++++ Records shown

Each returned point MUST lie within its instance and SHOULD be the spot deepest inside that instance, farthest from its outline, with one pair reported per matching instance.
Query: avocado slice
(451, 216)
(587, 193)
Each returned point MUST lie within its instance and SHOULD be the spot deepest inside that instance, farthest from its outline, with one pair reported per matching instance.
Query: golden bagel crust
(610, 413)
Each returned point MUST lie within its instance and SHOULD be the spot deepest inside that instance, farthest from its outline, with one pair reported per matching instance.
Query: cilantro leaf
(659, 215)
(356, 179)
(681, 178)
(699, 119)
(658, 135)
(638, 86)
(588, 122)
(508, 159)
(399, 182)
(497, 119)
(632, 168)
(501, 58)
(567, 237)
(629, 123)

++++++++

→ **To do**: Would you transcribe the entire listing above without any deviation?

→ **Answer to this problem**:
Each returned point MUST lie within its instance and SHOULD be the spot deepest inside that instance, farthest from its outline, with one pair reported per matching instance.
Query: avocado slice
(451, 216)
(587, 193)
Each returned point MUST lie within its instance and SHOULD be the spot deepest inside that instance, farthest from its outline, with one pair reported per matching instance.
Query: golden bagel crust
(610, 413)
Each returned point MUST lie within its instance and SHOULD be the spot deepest inside that instance, farthest from its outline, with one pair reported per matching instance.
Query: cilantro leaf
(659, 215)
(356, 179)
(681, 178)
(699, 119)
(658, 135)
(638, 86)
(588, 122)
(508, 159)
(399, 182)
(497, 119)
(632, 168)
(501, 58)
(567, 237)
(629, 123)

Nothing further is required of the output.